● What you have to do
Looking only at the lines below that contain "bird", give the number of them and no other text.

___ Material shown

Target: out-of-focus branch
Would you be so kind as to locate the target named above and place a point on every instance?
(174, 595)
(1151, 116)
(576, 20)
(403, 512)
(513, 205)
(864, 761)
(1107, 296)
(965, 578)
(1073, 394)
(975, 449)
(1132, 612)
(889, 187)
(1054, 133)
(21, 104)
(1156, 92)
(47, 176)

______
___ Material shown

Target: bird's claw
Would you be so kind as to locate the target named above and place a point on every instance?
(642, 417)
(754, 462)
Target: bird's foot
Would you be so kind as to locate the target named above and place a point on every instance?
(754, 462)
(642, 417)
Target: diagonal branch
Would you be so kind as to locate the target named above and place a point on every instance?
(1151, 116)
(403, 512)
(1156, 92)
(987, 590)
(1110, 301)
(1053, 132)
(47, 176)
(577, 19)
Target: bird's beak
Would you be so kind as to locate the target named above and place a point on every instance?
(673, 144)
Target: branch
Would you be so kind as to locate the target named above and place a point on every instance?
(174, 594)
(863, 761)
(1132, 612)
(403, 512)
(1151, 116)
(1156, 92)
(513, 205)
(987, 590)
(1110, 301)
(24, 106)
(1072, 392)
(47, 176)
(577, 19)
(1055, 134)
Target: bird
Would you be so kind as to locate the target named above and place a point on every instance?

______
___ Material shown

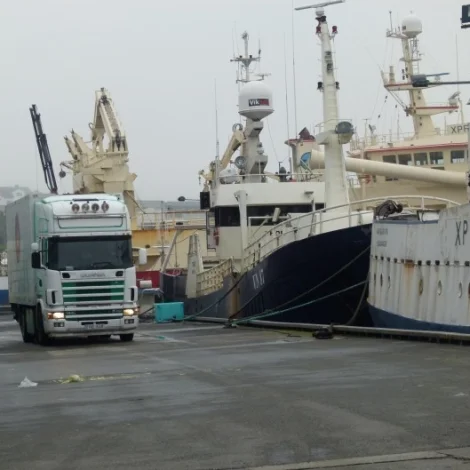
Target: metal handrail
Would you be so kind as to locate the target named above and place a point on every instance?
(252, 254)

______

● The completed task
4